From digital systems to components with programmable architectures

Reminders

Combinatorial versus sequential

• One does not imply feedback in the operations of the circuit, whereas the other does
• Combinatorial logic
  • At time T, outputs of the system depend on the entries at time T only
• Sequential logic
  • At time T, the outputs of the system depend on the entries at time T and the entries from previous moments

Main combinatorial functions

• Combinatorial logic
  • logical states, variables, functions: In digital logic, a logical state represents one of the possible values of a logical variable, typically binary (0 or 1). Logical functions then compute outputs based on the values of logical variables using Boolean algebra.
  • Logical/boolean operations: These follow the rules of Boolean algebra, dealing with binary variables and including operations like AND, OR, NOT, etc.
  • Coding tensions: This refers to the representation of logical states (0 and 1) with specific voltage levels in a circuit. For example, 0V might represent a logical 0, and 5V might represent a logical 1.
  • Positive/negative logic: Positive logic assigns a higher voltage level to a logical one and a lower voltage level to a logical 0. Negative logic does the opposite.
  • High/low levels: These terms refer to the voltage levels representing logical 1 (high) and logical 0 (low).
• Combinatorial functions
  • Basic logic gates like Not, And, Or, Nand, Nor, Xor, and Xnor each perform a specific Boolean operation. For example, an AND gate outputs one only if all its inputs are 1.
• Boolean algebra
  • Principles such as Involution, Commutativity, Associativity, Distributivity, Idempotence, Complementarity, Neutral Elements, and Absorption govern the simplification and manipulation of Boolean expressions.
• Algebraic expressions
  • Representations of the logical functions in terms of algebraic equations following Boolean algebra rules.
• Truth tables
  • Tables describe the logical function of a gate or circuit by listing all possible input combinations and their corresponding outputs.

### The request
Write out the digital logic notes above word for word, between "Main combinatorial functions" and "does the opposite.", inclusive.

### Data entries
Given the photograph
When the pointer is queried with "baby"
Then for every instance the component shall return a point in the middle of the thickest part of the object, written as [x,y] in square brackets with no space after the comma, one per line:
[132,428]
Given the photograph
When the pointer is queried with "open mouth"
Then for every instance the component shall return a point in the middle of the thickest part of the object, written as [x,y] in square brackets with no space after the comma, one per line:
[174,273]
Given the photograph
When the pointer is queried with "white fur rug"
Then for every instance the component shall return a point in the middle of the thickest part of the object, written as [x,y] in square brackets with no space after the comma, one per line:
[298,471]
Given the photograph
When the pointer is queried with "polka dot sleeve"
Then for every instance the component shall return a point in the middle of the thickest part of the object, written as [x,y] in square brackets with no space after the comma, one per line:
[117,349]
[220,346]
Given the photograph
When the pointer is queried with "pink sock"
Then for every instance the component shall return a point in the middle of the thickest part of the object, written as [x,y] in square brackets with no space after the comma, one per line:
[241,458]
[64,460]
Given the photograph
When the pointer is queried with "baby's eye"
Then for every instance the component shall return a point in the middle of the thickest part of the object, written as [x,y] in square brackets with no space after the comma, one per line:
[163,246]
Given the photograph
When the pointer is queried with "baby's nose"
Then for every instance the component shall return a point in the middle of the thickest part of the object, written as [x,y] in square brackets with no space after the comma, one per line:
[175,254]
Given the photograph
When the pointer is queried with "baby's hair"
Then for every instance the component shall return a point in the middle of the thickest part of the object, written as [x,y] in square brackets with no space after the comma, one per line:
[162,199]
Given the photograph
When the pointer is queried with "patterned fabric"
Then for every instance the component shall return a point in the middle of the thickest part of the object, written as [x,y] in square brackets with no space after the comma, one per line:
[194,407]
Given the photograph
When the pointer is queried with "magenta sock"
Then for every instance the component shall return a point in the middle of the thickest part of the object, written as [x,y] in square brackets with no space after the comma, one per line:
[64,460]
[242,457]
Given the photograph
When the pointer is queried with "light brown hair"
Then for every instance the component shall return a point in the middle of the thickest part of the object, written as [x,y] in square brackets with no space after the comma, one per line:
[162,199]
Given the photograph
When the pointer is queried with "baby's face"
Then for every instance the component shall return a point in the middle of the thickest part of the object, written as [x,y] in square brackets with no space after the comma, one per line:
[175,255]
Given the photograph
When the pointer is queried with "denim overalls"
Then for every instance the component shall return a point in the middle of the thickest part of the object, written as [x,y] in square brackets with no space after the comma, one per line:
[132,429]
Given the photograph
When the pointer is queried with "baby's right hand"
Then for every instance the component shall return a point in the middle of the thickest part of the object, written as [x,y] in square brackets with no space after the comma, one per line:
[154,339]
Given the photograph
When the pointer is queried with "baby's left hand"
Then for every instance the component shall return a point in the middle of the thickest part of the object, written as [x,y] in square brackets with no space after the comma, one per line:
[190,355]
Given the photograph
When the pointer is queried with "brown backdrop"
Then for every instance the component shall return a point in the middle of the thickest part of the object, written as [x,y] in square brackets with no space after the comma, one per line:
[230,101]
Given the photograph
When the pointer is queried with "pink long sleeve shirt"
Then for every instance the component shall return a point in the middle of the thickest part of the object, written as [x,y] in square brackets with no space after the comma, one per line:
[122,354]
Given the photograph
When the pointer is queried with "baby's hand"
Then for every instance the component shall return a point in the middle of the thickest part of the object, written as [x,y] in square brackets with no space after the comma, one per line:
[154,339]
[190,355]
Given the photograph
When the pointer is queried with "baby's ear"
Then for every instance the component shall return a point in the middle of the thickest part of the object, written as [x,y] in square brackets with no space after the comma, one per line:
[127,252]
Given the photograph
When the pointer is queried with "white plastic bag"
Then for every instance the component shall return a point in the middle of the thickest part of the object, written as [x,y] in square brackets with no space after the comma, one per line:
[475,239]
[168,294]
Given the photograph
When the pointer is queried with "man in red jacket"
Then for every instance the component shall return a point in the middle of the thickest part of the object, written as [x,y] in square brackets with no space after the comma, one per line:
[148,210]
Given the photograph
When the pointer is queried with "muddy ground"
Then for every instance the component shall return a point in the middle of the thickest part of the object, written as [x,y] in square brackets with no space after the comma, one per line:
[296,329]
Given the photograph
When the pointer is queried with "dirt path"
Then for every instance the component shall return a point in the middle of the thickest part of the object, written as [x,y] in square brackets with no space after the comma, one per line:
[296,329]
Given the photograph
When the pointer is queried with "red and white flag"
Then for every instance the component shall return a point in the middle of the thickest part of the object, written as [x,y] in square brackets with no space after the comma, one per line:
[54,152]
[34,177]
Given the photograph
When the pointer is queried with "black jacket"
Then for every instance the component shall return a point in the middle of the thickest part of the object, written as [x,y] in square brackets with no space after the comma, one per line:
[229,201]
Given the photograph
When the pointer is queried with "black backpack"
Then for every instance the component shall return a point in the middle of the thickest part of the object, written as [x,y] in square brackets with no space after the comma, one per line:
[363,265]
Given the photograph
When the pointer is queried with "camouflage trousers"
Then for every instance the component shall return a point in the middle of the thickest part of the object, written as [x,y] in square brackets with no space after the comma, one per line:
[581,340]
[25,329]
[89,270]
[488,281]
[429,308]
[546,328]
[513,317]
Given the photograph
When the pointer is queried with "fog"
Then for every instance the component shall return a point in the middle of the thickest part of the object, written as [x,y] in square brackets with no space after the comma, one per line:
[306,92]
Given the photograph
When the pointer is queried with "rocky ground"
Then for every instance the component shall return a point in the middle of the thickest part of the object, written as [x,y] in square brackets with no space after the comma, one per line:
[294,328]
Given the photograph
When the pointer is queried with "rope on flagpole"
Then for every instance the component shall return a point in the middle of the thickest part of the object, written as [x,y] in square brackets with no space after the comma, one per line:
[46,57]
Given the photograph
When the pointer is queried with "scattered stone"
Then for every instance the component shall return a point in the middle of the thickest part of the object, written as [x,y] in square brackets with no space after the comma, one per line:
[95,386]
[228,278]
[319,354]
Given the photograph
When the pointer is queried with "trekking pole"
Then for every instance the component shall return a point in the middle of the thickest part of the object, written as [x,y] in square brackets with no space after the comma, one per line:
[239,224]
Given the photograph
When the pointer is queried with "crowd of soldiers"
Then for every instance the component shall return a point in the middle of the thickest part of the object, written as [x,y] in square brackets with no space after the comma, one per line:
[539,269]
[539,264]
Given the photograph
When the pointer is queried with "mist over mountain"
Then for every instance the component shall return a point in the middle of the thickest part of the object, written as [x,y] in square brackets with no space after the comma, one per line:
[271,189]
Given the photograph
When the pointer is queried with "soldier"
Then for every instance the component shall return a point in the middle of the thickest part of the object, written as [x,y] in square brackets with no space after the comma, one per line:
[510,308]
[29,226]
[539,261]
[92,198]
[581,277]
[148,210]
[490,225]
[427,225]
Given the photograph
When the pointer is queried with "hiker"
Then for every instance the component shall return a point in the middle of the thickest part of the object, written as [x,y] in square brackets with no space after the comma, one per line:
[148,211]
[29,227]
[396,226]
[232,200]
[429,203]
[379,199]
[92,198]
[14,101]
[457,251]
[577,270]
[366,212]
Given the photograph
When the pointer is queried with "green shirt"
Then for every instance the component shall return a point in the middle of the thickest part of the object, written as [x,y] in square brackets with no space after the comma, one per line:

### Solution to this task
Main combinatorial functions

• Combinatorial logic
  • logical states, variables, functions: In digital logic, a logical state represents one of the possible values of a logical variable, typically binary (0 or 1). Logical functions then compute outputs based on the values of logical variables using Boolean algebra.
  • Logical/boolean operations: These follow the rules of Boolean algebra, dealing with binary variables and including operations like AND, OR, NOT, etc.
  • Coding tensions: This refers to the representation of logical states (0 and 1) with specific voltage levels in a circuit. For example, 0V might represent a logical 0, and 5V might represent a logical 1.
  • Positive/negative logic: Positive logic assigns a higher voltage level to a logical one and a lower voltage level to a logical 0. Negative logic does the opposite.